**Lesetext:**
=======

# taz.de -- Corona-Polizei in Berlin: Vorsätzlich herumlungern verboten
       
       > Die Polizei setzt die Ausgehverbote streng um – nicht selten zu streng,
       > wie Betroffene kritisieren. Kritik kommt auch von der Linkspartei.
       
 (IMG) Bild: Spazieren erlaubt, verweilen verboten: Berlin setzt die Ausgangssperre strikt um
       
       Berlin taz | Alleine auf einer Parkbank zu sitzen und ein Buch zu lesen ist
       in Berlin vorerst verboten. Ebenso darf man sich derzeit nicht sonnen, eine
       Decke auf einer Wiese ausbreiten oder mit einer Freund:in ein Bier auf
       einer Parkbank trinken. Erlaubt sind hingegen Sport und Bewegung im Freien
       – mit 1,50 Meter Mindestabstand. Zur Erholung dürfe man sich dann auch kurz
       auf eine Bank setzen. Das bekräftigt der rot-rot-grüne Senat auf Nachfrage
       der taz, um seine [1][Verordnung] infolge der [2][Coronapandemie]
       auszuführen.
       
       Auch Polizeipräsidentin Barbara Slowik betonte die Freiheitseinschränkungen
       am Donnerstag bei einem Pressegespräch: „Alles, was zum längeren Verweilen
       führt und dient, ist nicht zulässig und wird von den Einsatzkräften aktiv
       angesprochen und als Ordnungswidrigkeit geahndet“, sagte sie. Drei
       Hundertschaften seien fortwährend im Einsatz, um die Eindämmungsverordnung
       durchzusetzen. Zusätzlich seien Zivilkräfte, Fahrradstreifen und Funkwagen
       unterwegs. 500 Verstöße habe man bei Überprüfungen im Freien seit
       Inkrafttreten festgestellt.
       
       Slowik lobte, dass die breite Mehrheit der Berliner:innen sich absolut
       vernünftig verhalte und die Wohnung nur noch für Ausnahmen wie Einkäufe
       oder den Arbeitsweg verlasse: „Die gesellschaftliche Selbstkontrolle ist
       groß.“ Im Zuge dessen bat sie darum, keine Hinweise zur Einhaltung des
       Infektionsschutzgesetzes über den Notruf mitzuteilen. Zeitweise sei die
       Notrufzentrale überfordert gewesen.
       
       Auch weil das Berliner Ausgangsverbot vom Sonntagabend viele Auslegungs-
       und Spielräume gelassen hatte, haben in den vergangenen Tagen zahlreiche
       Bürger:innen Fragen an die Behörden und Polizei gerichtet. Und seit
       Inkrafttreten der Verordnung mehren sich Berichte über autoritäres
       Verhalten der Polizei in diesem Ausnahmezustand.
       
       ## „Grenze ziehen Einsatzkräfte vor Ort“
       
       Was ist etwa, wenn man beim Joggen kurz Pause macht, sich dabei auf eine
       Bank setzt und auf dem Handy liest? Was passiert mit Obdachlosen, die im
       Park eine Decke ausbreiten, um darauf zu übernachten? „Die Grenze im
       konkreten Fall ziehen die Einsatzkräfte vor Ort“, sagt Slowik. Da sei das
       Fingerspitzengefühl der Kollegen gefragt.

=======

**Bereitgestellte Zeilen:**
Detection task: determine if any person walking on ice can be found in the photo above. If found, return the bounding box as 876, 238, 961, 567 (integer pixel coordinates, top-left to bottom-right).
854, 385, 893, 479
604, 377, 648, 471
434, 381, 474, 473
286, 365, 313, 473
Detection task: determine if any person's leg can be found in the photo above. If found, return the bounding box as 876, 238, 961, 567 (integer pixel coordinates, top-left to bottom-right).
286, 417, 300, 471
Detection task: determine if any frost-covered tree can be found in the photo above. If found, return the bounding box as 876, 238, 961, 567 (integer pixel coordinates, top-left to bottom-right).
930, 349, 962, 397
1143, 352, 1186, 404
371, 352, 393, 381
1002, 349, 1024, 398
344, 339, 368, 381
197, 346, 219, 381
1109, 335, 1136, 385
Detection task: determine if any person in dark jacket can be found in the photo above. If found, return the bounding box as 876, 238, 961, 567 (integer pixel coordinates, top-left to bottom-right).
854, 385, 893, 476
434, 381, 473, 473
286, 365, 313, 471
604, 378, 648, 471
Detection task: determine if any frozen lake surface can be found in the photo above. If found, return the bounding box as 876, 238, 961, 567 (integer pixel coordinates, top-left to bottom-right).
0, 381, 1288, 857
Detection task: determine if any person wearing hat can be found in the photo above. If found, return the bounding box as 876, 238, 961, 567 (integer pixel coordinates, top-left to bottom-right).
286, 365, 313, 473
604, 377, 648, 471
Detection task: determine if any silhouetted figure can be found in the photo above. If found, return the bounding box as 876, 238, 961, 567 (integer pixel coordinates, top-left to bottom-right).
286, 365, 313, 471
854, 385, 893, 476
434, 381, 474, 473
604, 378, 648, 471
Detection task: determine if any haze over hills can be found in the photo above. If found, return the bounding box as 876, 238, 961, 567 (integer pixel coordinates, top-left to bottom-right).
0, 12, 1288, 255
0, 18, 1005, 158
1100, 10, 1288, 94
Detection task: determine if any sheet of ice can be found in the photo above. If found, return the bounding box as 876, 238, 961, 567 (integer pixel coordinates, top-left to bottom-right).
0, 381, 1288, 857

=======

**Zu bearbeitende Aufgabe:** Führen Sie den Artikel über die Berliner Corona-Polizei im Anschluss an seinen letzten Satz weiter. Für die Bearbeitung werden die Zeilen nicht benötigt.

**Lösung:**
       
       Polizisten und Fingerspitzengefühl sind nicht immer eine gute Kombination,
       wie zahlreiche Erfahrungen der vergangenen Tage zeigen. So schilderte etwa
       Ann-Kristin Tlusty der taz, dass ein breitbeinig auftretender Trupp von
       Polizisten Leute auf der Admiralbrücke zu gehen aufgefordert hätte, weil
       derzeit nur kurze Spaziergänge erlaubt seien. „Ein Polizist veranschlagte
       zehn Minuten“, so Tlusty.
       
       Zuvor sei es „eine sehr friedliche Situation“ gewesen. „Die Personen dort
       hielten genug Abstand. Es war auch eine Person of Colour vor Ort, einige
       konnten kein Deutsch“, sagt Tlusty. Die Polizei sei nicht sehr freundlich
       aufgetreten, sondern eher rabiat.
       
       ## Vorwurf: Racial Profiling
       
       Aus dem Görlitzer Park berichtet eine Person per Mail, dass dort am Montag
       nur Schwarze kontrolliert worden seien – obwohl sie alleine und mit
       Mindestabstand auf den Stufen vor dem geschlossenen Biergarten gesessen
       hätten. Auch tags darauf seien Menschen mit zugeschriebenem
       Migrationshintergrund vermehrt kontrolliert worden, Weiße hingegen nicht.
       Aus anderen Städten gibt es ähnliche Berichte, die mittlerweile unter dem
       Hashtag [3][#CoronaPolizei] gesammelt werden.
       
       Zarte Kritik gibt es unterdessen auch aus den eigenen Reihen. Stefan
       Zillich, parlamentarischer Geschäftsführer der Linken, sagte zum Charakter
       der Verordnung: „Prinzipiell sind wir skeptisch, ob die Grundlage einer
       allgemeinen Ausgehbeschränkung nötig war. Das hätte man auch über eine
       allgemeine Kontaktbeschränkung lösen können.“ Er sei aber mit Blick auf
       Bayern oder NRW froh, „dass der Senat nicht in den Wettbewerb um die
       schärfste Lösung eingesteigen ist“.
       
       Berlins Polizeipräsidentin sagte zu Berichten von überzogenen Auftreten und
       Vorwürfen von Racial Profiling: „Ich erwarte, dass Polizisten empathisch
       und erklärend auf die Leute zugehen – umso mehr, wenn Menschen die
       Rechtslage und die Sprache nicht beherrschen.“
       
       Generell seien alle angehalten, „konfliktmindernd und aufklärend“
       aufzutreten. „Dass es Ausnahmen gibt, will ich nicht ausschließen,
       Beschwerden sind mir aber noch keine bekannt“, so Slowik.
       Ordnungswidrigkeiten würde nur bei bewussten Verstößen angezeigt. Einen
       Bußgeldkatalog gebe es in Berlin auch noch nicht. Es gehe in erster Linie
       darum, die Gesundheit der Bürger zu erhalten.
       
       Fraglich bleibt insbesondere mit Blick auf gesellschaftlich ausgegrenzte
       Personen, was die strenge Reglementierung des öffentlichen Raumes bedeutet.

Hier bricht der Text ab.